| Exercise aim |
Reproduce exactly, with no other output, every line of the data below from the line containing "Could you please spot the man in white" to the end, inclusive.

| Data records |

start

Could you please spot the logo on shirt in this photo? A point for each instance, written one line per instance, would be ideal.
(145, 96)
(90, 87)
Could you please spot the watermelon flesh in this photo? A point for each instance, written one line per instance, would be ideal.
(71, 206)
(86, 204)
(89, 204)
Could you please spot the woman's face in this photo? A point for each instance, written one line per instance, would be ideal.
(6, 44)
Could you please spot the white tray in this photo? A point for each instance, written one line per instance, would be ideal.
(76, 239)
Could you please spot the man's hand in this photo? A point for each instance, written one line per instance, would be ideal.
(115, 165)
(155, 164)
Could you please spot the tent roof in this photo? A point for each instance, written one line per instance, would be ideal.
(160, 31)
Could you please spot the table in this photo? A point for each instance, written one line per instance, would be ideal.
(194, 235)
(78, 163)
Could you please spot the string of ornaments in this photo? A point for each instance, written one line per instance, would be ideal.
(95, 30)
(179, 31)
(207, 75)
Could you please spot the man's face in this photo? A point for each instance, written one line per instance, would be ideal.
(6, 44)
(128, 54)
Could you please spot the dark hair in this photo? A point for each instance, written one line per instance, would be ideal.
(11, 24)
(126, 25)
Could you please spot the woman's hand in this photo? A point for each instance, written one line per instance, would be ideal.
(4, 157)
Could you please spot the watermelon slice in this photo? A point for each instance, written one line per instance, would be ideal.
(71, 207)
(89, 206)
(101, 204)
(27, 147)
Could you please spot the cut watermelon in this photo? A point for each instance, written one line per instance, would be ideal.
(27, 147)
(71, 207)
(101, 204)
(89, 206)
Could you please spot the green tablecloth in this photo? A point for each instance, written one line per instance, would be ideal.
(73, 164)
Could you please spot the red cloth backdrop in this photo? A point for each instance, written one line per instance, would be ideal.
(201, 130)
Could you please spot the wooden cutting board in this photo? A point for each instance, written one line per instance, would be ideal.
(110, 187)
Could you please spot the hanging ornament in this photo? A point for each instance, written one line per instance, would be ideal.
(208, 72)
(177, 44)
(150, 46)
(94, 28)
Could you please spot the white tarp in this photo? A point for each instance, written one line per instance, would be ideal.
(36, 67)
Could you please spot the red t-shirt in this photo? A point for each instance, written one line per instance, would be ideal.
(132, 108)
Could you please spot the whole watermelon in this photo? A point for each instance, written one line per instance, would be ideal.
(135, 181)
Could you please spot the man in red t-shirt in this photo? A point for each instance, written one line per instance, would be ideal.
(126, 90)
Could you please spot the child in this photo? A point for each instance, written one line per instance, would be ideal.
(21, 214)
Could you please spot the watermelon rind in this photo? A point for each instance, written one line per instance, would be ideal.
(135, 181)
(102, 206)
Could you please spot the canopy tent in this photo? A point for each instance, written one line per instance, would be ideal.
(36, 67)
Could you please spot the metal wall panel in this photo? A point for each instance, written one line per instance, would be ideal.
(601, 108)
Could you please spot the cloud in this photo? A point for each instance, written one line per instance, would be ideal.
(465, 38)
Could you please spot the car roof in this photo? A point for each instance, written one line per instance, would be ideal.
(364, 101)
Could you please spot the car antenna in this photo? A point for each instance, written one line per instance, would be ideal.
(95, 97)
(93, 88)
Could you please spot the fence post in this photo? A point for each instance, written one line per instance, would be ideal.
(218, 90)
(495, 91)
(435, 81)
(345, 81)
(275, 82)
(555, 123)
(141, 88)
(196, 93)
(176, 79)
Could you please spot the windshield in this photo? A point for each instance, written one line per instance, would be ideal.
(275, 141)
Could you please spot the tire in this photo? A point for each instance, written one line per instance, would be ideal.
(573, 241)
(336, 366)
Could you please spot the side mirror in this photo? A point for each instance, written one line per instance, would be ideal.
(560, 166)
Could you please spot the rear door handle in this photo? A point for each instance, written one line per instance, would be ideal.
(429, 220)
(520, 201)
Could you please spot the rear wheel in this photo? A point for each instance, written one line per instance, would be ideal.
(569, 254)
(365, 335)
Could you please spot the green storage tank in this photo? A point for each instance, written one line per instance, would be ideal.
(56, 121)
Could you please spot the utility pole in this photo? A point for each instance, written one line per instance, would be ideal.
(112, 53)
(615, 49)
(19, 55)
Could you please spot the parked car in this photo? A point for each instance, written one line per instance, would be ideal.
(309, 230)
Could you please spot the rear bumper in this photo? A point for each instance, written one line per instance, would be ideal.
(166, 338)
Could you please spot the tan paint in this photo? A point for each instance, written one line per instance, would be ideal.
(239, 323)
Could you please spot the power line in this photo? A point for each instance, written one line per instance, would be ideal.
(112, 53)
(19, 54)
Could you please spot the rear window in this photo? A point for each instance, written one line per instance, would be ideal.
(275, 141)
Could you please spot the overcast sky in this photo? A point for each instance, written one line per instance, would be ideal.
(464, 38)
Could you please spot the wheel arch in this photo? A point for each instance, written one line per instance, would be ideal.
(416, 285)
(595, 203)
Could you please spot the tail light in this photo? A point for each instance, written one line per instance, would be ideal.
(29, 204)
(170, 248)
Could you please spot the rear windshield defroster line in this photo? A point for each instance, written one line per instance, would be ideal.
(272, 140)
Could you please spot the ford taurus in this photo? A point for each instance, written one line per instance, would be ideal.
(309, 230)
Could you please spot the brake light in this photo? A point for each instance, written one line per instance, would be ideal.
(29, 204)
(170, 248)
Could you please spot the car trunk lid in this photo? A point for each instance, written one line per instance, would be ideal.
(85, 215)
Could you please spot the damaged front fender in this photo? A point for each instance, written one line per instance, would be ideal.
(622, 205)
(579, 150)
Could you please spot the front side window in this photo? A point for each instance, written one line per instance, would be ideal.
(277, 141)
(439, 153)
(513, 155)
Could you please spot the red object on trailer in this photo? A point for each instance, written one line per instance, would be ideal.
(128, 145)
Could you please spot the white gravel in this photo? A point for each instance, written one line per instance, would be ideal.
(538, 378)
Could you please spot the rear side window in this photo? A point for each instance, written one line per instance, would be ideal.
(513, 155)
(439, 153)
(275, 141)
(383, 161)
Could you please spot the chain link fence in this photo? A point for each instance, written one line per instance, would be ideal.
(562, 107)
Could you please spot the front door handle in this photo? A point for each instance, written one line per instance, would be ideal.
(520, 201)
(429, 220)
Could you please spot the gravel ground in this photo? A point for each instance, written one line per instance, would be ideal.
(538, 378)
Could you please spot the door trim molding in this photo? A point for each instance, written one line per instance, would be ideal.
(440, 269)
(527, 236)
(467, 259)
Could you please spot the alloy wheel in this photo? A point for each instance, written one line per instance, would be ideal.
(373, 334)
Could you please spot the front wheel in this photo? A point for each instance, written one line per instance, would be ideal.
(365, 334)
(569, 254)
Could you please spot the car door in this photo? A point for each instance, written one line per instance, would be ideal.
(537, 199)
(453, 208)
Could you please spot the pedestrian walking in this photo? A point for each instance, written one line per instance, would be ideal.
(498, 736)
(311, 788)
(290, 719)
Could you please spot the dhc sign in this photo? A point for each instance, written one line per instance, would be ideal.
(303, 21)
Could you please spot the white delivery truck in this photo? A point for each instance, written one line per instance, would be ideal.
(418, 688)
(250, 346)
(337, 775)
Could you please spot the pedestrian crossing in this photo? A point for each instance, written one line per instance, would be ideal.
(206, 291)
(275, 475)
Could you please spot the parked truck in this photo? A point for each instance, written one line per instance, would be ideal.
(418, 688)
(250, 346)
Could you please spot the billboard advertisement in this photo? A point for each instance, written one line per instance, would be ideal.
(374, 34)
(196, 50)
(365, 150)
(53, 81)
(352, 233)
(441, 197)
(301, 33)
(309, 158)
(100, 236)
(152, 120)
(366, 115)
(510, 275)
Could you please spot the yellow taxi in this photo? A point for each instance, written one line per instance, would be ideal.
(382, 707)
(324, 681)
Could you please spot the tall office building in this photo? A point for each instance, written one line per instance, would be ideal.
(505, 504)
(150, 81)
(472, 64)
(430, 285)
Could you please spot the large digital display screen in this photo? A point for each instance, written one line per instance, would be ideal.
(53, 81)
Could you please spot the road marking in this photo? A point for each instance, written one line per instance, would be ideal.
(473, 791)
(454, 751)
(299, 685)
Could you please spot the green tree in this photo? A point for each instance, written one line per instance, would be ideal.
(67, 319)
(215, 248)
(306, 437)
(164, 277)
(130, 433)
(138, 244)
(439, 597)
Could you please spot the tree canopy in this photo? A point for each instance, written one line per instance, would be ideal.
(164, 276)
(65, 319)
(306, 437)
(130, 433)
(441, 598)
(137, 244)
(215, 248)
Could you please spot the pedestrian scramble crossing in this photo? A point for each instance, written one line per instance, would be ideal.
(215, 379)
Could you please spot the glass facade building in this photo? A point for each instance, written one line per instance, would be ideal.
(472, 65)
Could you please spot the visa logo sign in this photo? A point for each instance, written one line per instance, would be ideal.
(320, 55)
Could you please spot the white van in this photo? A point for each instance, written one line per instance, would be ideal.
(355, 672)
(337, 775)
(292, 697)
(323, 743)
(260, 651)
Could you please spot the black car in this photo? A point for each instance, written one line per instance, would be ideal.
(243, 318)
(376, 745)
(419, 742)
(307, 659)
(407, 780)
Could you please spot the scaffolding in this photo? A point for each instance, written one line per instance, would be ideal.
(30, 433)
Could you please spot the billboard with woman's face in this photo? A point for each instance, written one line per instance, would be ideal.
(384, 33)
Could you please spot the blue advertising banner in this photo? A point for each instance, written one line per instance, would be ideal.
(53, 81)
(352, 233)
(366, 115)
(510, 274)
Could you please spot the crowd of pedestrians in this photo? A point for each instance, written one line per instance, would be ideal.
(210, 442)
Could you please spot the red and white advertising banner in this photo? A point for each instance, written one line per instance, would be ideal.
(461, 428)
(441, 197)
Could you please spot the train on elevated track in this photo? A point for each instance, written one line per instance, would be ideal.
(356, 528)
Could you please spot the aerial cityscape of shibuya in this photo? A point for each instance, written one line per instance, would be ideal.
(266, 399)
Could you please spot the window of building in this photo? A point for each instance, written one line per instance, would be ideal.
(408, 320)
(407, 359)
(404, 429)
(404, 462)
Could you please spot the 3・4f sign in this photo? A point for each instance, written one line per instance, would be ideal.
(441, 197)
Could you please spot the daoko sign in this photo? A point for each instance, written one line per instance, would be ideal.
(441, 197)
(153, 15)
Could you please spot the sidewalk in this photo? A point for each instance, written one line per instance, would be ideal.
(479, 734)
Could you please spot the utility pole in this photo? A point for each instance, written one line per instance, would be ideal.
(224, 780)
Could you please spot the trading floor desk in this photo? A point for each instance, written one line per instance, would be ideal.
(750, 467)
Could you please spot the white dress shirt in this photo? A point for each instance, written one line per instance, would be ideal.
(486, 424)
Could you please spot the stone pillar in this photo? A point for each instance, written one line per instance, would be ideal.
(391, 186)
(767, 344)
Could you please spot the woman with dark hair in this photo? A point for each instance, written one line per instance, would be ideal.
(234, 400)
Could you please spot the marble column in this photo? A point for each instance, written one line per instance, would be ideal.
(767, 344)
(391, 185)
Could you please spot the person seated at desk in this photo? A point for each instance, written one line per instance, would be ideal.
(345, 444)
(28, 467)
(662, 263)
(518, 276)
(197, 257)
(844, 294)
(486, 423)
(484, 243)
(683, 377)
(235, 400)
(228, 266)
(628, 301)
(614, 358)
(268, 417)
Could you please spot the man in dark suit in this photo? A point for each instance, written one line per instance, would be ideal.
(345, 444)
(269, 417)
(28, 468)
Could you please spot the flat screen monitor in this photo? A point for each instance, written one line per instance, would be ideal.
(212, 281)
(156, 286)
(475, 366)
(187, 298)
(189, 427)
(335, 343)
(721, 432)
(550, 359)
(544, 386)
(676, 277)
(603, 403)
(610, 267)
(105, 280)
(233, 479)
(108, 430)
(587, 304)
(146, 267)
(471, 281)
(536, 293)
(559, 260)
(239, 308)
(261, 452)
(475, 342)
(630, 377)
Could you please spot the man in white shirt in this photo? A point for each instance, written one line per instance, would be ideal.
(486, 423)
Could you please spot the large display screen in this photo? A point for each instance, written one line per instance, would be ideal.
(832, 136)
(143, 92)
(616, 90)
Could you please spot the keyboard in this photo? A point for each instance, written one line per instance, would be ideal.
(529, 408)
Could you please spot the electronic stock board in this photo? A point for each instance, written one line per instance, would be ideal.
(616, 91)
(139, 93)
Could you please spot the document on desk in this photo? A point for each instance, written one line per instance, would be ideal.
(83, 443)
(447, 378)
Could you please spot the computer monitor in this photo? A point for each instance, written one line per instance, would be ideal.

end

| Task result |
Could you please spot the man in white shirt in this photo? A point for each instance, written one line per instance, would be ideal.
(486, 423)
Could you please spot the large display screen in this photo? A point for each instance, written one line per instance, would be ideal.
(832, 136)
(143, 92)
(616, 90)
Could you please spot the keyboard in this photo? A point for each instance, written one line per instance, would be ideal.
(529, 408)
Could you please spot the electronic stock board in this photo? A point for each instance, written one line per instance, would be ideal.
(616, 91)
(139, 93)
Could you please spot the document on desk in this photo? A point for each instance, written one line per instance, would be ideal.
(83, 443)
(447, 378)
Could you please spot the computer monitor in this photo? A point for each instance, written one line per instance, would be ideal.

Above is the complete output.